* Work to be completed: Reproduce word for word, from the entries below, the line with "Phrase: roof edge", the line with "rectangular window, recorded as pixel coordinates.", and every line between them, and nothing more.

[Saved entries]
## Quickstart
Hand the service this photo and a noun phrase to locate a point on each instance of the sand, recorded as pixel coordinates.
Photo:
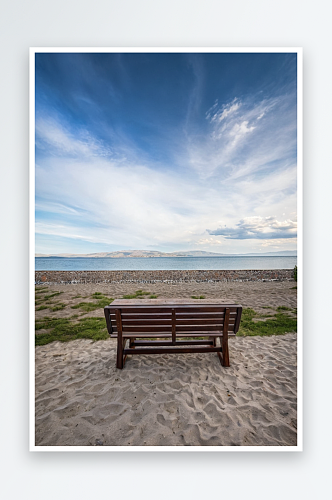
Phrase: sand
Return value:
(170, 399)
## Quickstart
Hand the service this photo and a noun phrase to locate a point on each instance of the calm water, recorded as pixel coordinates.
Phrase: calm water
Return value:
(161, 263)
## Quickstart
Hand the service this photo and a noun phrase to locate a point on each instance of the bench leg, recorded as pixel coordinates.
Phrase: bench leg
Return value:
(224, 356)
(120, 358)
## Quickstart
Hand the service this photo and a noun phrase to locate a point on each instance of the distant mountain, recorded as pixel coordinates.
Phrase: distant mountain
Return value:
(151, 253)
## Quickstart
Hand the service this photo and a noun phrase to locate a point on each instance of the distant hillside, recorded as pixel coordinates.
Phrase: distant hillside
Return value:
(151, 253)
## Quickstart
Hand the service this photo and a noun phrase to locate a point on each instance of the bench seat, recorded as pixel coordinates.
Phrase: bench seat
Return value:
(184, 327)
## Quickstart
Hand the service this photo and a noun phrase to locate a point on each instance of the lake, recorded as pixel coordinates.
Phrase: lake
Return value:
(162, 263)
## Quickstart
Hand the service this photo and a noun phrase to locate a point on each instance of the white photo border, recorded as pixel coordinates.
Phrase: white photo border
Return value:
(33, 51)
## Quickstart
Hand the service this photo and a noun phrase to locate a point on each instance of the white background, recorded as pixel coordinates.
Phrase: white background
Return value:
(180, 24)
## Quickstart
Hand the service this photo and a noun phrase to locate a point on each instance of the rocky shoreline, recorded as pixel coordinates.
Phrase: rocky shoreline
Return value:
(198, 276)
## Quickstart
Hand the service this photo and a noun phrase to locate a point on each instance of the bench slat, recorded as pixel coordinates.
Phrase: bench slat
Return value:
(168, 309)
(169, 335)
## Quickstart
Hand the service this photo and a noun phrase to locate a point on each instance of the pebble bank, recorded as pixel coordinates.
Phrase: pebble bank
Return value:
(198, 276)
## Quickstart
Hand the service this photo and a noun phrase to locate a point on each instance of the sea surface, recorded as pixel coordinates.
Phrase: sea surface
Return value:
(161, 263)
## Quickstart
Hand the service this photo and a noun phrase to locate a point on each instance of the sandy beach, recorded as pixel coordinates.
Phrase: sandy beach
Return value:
(171, 399)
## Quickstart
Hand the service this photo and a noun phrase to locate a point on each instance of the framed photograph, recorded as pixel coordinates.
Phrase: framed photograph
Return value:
(166, 249)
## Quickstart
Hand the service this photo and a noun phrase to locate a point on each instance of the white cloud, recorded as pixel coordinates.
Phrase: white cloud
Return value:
(266, 228)
(125, 200)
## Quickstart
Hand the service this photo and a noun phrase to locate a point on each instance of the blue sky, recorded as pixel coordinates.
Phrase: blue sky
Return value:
(165, 151)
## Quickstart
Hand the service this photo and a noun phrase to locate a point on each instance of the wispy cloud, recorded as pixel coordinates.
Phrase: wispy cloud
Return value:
(258, 228)
(134, 171)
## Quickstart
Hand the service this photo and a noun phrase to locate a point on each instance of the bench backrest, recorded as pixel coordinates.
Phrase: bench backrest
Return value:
(169, 320)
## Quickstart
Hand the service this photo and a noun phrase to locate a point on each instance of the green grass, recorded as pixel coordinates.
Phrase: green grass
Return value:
(55, 294)
(100, 302)
(58, 306)
(139, 294)
(278, 324)
(64, 329)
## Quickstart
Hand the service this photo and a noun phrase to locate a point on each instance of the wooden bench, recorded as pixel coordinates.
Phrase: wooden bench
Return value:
(179, 325)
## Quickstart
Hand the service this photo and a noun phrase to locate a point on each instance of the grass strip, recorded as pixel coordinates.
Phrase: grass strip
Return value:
(139, 294)
(64, 330)
(100, 302)
(279, 324)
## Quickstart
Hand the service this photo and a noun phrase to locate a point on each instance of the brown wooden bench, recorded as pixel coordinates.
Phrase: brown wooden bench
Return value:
(143, 323)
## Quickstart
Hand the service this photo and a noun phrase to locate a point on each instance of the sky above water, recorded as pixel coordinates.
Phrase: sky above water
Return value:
(165, 151)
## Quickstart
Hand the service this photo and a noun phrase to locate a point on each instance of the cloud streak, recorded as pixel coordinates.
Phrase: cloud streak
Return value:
(258, 228)
(154, 167)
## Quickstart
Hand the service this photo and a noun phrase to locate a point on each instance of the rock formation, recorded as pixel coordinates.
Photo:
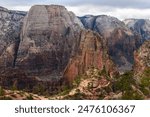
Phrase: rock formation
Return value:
(121, 41)
(142, 61)
(139, 26)
(10, 28)
(92, 53)
(53, 47)
(49, 38)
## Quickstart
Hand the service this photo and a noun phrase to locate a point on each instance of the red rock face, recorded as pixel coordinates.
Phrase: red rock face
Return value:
(50, 36)
(142, 59)
(91, 53)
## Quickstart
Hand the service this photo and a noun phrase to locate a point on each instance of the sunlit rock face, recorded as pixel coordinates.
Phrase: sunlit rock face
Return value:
(139, 26)
(10, 27)
(142, 62)
(121, 41)
(49, 37)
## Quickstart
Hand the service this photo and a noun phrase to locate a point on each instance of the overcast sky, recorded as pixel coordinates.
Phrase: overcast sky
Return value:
(121, 9)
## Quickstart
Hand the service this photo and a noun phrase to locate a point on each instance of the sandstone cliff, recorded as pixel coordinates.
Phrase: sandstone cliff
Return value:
(10, 28)
(92, 53)
(54, 48)
(139, 26)
(50, 36)
(121, 41)
(142, 61)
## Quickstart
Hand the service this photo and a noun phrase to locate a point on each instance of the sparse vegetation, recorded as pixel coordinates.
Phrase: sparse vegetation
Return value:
(77, 81)
(30, 97)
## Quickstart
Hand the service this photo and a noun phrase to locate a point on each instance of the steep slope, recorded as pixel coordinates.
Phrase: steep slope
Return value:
(10, 28)
(121, 41)
(142, 61)
(92, 53)
(54, 49)
(139, 26)
(50, 36)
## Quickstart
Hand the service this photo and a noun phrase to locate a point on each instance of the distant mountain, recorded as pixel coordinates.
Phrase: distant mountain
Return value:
(51, 48)
(120, 39)
(139, 26)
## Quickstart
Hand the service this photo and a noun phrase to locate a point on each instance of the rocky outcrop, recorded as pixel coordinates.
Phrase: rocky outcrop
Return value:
(10, 28)
(121, 41)
(92, 53)
(53, 48)
(142, 61)
(139, 26)
(49, 38)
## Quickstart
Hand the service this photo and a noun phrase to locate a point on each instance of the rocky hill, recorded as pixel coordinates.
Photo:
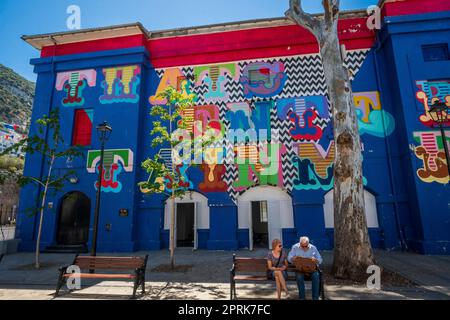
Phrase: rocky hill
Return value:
(16, 97)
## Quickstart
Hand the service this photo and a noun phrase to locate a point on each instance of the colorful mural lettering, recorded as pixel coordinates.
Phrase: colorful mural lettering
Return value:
(372, 119)
(243, 118)
(315, 167)
(174, 78)
(114, 161)
(121, 85)
(304, 112)
(262, 163)
(213, 178)
(261, 79)
(74, 82)
(431, 152)
(430, 92)
(285, 141)
(215, 77)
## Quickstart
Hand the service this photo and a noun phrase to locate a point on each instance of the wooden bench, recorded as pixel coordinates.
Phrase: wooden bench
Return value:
(255, 269)
(90, 264)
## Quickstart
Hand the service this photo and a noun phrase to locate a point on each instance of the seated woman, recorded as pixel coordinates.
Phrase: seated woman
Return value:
(277, 265)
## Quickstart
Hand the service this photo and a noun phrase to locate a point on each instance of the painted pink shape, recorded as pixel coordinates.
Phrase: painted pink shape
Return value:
(90, 75)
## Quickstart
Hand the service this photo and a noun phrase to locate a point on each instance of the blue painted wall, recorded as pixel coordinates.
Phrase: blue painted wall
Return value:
(412, 214)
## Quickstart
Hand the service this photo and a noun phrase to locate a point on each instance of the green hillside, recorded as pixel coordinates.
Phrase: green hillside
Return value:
(16, 97)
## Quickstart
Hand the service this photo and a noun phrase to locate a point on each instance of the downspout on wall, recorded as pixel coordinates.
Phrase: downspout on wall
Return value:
(403, 243)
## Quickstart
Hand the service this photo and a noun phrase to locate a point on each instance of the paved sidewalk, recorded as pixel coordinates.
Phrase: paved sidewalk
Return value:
(430, 272)
(209, 278)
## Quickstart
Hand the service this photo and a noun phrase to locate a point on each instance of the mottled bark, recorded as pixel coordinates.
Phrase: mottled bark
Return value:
(352, 249)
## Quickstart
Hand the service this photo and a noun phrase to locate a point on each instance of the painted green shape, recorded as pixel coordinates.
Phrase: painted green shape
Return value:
(231, 67)
(243, 181)
(110, 156)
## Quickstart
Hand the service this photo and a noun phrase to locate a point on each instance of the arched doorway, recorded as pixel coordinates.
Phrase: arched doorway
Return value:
(191, 215)
(265, 211)
(74, 219)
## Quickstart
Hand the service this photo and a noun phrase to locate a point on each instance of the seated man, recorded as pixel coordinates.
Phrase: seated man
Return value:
(306, 250)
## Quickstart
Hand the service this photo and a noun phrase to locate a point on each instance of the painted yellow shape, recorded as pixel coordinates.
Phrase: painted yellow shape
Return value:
(321, 163)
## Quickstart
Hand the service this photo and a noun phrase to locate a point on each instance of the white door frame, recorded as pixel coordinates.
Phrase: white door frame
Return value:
(195, 223)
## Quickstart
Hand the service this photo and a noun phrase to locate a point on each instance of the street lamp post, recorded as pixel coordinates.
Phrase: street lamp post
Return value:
(103, 131)
(439, 112)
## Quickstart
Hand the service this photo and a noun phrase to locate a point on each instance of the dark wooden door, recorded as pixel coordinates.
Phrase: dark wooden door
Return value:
(74, 219)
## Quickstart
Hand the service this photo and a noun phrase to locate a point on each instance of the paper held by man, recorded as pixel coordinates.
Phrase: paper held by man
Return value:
(304, 265)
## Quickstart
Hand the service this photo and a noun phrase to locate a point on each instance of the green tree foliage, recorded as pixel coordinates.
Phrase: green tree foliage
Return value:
(49, 143)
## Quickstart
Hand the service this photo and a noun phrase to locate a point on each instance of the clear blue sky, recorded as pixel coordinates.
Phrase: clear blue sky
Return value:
(29, 17)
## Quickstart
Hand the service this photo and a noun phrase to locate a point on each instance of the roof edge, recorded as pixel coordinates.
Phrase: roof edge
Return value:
(39, 41)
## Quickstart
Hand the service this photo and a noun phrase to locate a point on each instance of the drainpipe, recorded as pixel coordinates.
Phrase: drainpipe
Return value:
(46, 128)
(388, 150)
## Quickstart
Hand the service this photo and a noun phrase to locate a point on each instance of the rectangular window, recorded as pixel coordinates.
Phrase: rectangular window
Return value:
(82, 128)
(256, 76)
(263, 211)
(435, 52)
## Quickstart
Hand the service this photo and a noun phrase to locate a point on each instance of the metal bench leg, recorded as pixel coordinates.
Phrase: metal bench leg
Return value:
(60, 282)
(137, 282)
(143, 282)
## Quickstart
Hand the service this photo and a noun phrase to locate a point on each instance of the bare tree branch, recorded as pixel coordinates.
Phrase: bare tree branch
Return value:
(302, 18)
(331, 9)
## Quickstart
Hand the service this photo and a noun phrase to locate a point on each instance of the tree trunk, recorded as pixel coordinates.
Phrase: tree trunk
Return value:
(172, 232)
(41, 218)
(352, 249)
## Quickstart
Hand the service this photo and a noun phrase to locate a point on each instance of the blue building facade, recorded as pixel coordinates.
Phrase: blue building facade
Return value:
(275, 85)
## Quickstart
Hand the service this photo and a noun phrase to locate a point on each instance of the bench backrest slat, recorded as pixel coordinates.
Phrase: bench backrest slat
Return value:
(250, 265)
(117, 263)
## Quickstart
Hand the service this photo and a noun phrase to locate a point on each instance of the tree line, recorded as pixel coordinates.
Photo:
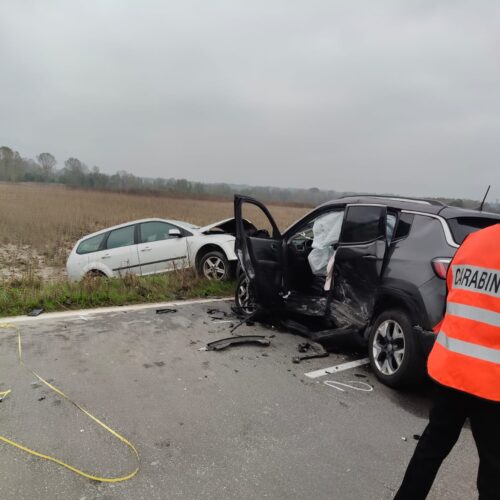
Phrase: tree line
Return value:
(74, 173)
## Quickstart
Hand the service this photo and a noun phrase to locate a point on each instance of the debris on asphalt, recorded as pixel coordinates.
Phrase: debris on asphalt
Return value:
(309, 350)
(216, 314)
(166, 310)
(36, 312)
(218, 345)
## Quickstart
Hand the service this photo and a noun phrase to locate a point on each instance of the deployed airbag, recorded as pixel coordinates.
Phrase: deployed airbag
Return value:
(326, 231)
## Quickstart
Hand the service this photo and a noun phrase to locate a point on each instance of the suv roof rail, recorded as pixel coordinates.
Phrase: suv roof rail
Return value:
(425, 201)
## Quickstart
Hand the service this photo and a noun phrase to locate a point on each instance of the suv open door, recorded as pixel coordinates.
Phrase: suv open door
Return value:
(259, 252)
(358, 265)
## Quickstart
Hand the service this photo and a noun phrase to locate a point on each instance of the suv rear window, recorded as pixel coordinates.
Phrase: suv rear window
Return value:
(363, 223)
(461, 227)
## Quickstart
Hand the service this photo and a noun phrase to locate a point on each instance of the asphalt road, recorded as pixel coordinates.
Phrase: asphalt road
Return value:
(244, 423)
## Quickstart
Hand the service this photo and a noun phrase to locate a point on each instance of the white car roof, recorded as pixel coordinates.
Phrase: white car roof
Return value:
(184, 225)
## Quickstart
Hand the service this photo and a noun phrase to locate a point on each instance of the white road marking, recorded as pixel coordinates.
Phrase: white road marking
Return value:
(357, 385)
(104, 310)
(337, 368)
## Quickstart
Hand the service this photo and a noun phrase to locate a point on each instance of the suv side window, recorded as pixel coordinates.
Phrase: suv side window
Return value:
(363, 224)
(122, 237)
(404, 226)
(155, 231)
(90, 245)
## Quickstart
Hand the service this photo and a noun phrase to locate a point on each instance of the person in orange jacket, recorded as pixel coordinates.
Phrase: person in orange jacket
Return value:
(465, 362)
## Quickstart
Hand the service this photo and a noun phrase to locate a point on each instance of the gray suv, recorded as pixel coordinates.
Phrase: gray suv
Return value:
(372, 266)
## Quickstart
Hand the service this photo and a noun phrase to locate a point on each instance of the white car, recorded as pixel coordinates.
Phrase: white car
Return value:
(151, 246)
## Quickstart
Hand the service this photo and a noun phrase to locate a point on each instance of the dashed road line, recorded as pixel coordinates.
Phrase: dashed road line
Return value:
(337, 368)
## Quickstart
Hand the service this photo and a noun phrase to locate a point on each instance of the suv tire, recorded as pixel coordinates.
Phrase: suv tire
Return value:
(393, 350)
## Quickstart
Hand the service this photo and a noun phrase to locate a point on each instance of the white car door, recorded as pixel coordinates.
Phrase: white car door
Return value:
(159, 250)
(120, 255)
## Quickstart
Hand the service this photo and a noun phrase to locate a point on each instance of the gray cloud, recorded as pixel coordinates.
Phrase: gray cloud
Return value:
(370, 96)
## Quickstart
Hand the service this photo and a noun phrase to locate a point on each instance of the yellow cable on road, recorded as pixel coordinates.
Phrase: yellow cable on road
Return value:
(95, 419)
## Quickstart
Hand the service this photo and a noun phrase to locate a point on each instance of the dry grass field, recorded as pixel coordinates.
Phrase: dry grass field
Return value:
(39, 223)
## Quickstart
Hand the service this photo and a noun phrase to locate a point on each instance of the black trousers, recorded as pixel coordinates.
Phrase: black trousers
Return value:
(447, 417)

* Exercise answer:
Phrase: roof edge
Return value:
(39, 41)
## Quickstart
Hand the service this photo and a noun phrase to locate a point on each instance of the drainpipe, recorded as pixel coordinates.
Phrase: drainpipe
Return value:
(46, 128)
(388, 150)
## Quickstart
Hand the service this photo and a noun phrase to locate a point on each instance of the rectangular window, recorded as pixel coordinates.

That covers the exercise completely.